Task prompt:
Copy the rows below verbatim, starting at the line that contains "Could you point out the wooden" and continuing through the last row, with both ends included.

# START OF Provided records

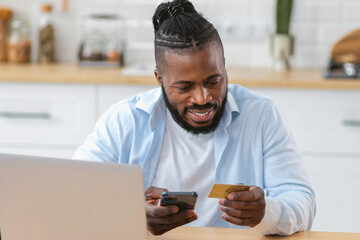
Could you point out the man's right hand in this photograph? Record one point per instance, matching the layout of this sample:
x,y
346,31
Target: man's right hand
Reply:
x,y
161,219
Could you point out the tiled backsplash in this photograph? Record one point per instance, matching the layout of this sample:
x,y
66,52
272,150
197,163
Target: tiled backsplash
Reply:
x,y
244,25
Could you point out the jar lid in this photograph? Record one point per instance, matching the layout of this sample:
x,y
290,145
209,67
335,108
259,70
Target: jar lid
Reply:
x,y
46,7
5,13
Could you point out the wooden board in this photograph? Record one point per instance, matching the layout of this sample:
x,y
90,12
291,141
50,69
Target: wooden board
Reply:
x,y
347,49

# END OF Provided records

Response to this exercise:
Could you point out the wooden board in this photograph? Record one point per instance, matching the layout of this sample:
x,y
90,12
291,141
50,69
Target: wooden board
Reply:
x,y
347,49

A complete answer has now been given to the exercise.